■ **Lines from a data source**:
━━━━

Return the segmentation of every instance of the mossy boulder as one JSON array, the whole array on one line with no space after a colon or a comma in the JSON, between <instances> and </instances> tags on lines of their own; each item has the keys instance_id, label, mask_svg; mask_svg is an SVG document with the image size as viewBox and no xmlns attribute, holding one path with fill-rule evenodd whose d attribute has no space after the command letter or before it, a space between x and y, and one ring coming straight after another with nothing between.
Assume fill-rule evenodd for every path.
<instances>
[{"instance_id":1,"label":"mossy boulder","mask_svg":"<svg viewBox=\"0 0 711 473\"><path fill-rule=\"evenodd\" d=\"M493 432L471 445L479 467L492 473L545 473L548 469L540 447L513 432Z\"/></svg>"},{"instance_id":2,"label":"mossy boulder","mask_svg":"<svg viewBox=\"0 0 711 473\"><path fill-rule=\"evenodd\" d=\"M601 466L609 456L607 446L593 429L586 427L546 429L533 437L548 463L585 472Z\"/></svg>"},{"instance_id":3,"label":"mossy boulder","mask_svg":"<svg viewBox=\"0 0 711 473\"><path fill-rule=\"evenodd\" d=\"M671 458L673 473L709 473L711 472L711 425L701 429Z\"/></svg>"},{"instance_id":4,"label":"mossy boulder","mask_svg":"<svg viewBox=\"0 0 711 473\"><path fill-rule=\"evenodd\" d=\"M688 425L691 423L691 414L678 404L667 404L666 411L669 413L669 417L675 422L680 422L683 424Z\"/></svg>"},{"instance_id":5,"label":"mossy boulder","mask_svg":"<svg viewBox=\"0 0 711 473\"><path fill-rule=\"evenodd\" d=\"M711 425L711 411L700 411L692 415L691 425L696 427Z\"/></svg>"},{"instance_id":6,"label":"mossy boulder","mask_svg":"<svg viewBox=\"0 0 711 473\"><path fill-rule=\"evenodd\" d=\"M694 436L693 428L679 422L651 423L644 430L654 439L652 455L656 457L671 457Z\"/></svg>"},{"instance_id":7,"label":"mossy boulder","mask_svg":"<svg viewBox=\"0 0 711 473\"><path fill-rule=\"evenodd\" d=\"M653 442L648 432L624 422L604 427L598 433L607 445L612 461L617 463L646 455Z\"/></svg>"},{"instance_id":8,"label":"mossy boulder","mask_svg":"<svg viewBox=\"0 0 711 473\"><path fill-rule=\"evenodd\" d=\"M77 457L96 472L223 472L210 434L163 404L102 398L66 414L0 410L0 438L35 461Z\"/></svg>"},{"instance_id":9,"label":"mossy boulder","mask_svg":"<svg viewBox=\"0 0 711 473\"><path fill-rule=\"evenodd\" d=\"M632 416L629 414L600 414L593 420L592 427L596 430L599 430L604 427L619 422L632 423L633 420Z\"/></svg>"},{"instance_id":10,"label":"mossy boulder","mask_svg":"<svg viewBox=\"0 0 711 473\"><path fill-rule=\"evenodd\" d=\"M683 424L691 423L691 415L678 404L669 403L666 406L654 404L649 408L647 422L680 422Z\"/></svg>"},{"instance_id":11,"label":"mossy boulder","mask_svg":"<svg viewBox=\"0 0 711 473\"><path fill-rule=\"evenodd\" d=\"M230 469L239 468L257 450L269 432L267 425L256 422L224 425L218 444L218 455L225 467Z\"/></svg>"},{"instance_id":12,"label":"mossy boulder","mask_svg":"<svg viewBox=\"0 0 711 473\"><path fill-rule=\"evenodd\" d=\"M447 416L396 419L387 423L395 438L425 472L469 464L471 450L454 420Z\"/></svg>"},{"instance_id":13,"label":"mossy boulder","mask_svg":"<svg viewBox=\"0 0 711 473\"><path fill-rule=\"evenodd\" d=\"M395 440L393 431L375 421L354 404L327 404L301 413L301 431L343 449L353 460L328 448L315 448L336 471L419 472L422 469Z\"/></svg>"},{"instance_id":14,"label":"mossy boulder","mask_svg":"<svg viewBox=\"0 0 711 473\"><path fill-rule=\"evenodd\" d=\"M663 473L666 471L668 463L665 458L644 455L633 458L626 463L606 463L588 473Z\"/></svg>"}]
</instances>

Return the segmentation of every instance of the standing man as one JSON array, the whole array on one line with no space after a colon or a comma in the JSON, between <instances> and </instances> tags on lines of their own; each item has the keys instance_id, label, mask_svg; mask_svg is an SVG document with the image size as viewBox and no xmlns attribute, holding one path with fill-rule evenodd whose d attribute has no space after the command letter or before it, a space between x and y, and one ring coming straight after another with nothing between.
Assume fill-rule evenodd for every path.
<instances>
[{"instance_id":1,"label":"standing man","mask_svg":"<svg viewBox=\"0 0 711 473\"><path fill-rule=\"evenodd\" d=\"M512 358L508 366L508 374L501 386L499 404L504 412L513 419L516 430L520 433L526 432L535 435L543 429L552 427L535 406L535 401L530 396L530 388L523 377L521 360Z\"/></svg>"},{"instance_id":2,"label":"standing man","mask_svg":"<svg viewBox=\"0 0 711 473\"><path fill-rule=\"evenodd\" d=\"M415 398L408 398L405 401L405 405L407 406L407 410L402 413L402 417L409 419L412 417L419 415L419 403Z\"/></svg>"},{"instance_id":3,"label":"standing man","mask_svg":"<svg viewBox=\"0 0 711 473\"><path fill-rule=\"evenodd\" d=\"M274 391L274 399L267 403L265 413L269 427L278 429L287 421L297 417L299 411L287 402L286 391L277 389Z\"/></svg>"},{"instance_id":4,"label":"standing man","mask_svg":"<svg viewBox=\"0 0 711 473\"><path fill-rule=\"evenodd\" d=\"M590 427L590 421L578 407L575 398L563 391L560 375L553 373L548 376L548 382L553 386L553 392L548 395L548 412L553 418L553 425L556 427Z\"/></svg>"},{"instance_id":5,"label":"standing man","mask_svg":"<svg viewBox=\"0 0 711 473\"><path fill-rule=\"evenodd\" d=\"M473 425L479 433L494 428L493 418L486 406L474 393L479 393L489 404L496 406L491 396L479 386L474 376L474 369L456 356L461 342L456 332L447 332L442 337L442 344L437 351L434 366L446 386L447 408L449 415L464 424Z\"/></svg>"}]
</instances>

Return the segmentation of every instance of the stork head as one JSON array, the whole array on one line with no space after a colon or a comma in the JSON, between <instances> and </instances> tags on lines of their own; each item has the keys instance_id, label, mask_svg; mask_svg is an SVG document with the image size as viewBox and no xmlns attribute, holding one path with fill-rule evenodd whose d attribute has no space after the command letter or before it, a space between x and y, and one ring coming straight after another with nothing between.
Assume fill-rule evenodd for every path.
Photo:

━━━━

Copy out, word for word, the lines starting with the one that contains "Return the segmentation of every instance of the stork" and going on through the last line, including both ends.

■ **ANSWER TO THE TASK**:
Return the segmentation of every instance of the stork head as one JSON array, the whole array on one line with no space after a colon or a comma in the JSON, between <instances> and </instances> tags on lines of their own; each item has the keys instance_id, label, mask_svg; mask_svg is an SVG document with the image size as viewBox and no xmlns attribute, holding one path with fill-rule evenodd whose d attribute has no space after the command letter or before it, a space between x and y, and one ring coming straight after another with nothing between.
Assume fill-rule evenodd for every path.
Photo:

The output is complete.